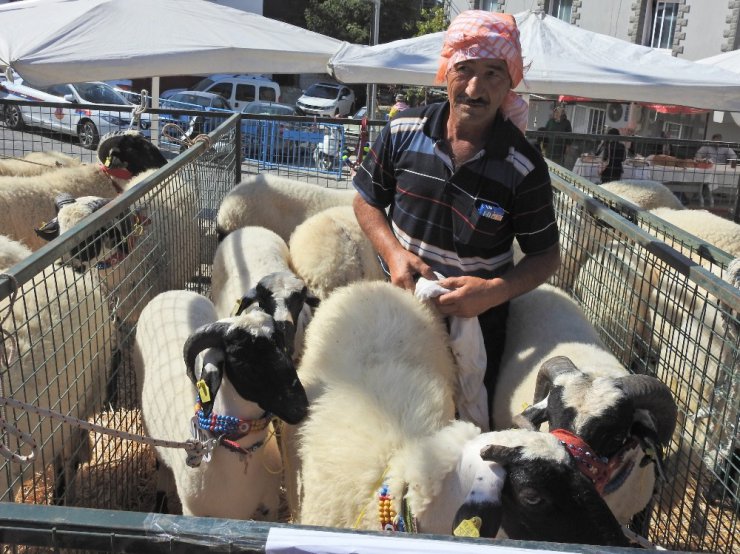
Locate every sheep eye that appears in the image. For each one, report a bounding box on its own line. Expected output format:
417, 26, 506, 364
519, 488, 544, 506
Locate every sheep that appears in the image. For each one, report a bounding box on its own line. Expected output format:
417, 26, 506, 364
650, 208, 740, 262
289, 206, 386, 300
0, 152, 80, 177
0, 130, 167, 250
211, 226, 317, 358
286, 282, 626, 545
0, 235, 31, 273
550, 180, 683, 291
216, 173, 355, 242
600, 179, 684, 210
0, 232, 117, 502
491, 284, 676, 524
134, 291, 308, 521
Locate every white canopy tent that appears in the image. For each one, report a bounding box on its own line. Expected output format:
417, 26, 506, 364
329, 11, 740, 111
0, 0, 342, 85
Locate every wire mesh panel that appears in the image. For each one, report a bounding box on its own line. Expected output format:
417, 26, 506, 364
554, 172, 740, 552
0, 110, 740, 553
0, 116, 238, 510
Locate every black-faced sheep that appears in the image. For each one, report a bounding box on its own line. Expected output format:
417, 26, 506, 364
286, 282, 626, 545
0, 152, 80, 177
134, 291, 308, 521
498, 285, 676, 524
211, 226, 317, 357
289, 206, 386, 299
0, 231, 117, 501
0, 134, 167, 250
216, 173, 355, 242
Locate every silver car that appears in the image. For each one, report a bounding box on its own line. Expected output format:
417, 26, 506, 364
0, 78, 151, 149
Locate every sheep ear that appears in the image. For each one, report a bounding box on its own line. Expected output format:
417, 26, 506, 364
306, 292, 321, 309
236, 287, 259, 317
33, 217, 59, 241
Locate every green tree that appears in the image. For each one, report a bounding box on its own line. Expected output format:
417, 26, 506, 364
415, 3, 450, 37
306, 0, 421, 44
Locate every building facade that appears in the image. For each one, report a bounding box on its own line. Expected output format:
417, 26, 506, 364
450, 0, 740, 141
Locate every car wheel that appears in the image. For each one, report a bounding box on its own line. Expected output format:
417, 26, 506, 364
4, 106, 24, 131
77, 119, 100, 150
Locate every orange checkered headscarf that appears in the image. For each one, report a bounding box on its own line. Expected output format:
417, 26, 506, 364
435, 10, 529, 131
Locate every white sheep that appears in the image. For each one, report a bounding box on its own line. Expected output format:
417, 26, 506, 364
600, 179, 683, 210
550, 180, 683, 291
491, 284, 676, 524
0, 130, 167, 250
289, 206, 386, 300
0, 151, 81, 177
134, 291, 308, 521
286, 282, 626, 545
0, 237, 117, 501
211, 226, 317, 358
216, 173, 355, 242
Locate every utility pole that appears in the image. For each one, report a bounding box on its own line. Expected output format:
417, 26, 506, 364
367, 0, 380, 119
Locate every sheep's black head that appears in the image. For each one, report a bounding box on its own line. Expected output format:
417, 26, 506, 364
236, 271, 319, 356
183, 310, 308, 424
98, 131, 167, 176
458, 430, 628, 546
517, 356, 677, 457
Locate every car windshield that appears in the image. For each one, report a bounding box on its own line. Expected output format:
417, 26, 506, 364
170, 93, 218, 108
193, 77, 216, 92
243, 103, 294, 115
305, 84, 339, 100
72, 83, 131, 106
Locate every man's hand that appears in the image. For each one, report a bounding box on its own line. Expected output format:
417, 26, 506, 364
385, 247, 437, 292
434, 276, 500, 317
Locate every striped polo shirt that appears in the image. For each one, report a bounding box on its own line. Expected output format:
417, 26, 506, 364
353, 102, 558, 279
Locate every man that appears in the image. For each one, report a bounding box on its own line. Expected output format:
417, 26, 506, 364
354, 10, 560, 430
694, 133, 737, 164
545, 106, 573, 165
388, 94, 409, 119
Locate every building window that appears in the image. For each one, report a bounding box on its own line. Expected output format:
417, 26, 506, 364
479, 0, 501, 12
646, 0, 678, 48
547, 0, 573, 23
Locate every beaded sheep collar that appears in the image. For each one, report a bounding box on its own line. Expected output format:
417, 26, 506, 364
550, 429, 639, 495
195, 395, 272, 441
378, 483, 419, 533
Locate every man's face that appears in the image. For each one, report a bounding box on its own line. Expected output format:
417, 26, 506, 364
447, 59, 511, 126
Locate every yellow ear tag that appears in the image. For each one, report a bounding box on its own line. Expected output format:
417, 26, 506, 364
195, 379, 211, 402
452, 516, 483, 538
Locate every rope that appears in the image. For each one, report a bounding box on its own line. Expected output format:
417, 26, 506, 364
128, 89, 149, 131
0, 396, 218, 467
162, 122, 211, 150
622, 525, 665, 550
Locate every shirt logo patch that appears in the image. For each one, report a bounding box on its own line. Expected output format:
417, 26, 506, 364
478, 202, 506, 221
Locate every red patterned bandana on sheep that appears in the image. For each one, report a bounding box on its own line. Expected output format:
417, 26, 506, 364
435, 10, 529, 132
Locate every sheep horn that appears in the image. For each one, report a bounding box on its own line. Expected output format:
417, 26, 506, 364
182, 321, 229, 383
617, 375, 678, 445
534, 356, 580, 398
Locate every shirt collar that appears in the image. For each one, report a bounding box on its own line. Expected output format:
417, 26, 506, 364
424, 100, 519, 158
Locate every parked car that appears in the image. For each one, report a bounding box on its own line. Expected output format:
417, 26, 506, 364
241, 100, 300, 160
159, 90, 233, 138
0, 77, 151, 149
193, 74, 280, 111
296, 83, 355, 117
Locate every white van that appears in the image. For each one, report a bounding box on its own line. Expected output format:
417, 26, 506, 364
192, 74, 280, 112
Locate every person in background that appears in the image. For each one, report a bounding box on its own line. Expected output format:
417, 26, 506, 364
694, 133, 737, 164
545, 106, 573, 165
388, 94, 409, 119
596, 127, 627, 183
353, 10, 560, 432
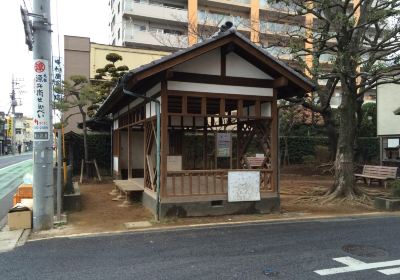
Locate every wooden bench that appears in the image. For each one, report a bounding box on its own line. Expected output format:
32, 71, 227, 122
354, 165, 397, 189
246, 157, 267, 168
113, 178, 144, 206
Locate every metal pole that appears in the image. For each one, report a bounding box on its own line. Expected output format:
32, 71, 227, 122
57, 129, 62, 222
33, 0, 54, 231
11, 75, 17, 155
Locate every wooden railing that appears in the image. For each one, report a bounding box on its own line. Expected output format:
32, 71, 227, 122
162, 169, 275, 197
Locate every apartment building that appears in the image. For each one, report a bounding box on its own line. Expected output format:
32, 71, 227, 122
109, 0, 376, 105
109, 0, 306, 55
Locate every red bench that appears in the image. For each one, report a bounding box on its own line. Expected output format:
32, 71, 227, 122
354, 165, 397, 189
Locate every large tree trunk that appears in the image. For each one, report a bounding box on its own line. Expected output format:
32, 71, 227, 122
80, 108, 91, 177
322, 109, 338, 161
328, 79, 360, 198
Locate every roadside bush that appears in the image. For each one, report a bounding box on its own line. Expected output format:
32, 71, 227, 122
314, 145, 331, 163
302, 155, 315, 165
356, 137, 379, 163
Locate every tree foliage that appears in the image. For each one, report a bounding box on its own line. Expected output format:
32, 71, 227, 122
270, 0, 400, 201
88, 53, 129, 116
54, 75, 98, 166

* Stated goal
Copy out each line of the data that contains the word "black".

* Result below
Locate every black-faced sheep that appears in the image. For each one, report a bounding box on its own line. Expected output format:
Locate every sheep's black head that appears in the image. For each one, report a bounding box on its own line. Expected output format:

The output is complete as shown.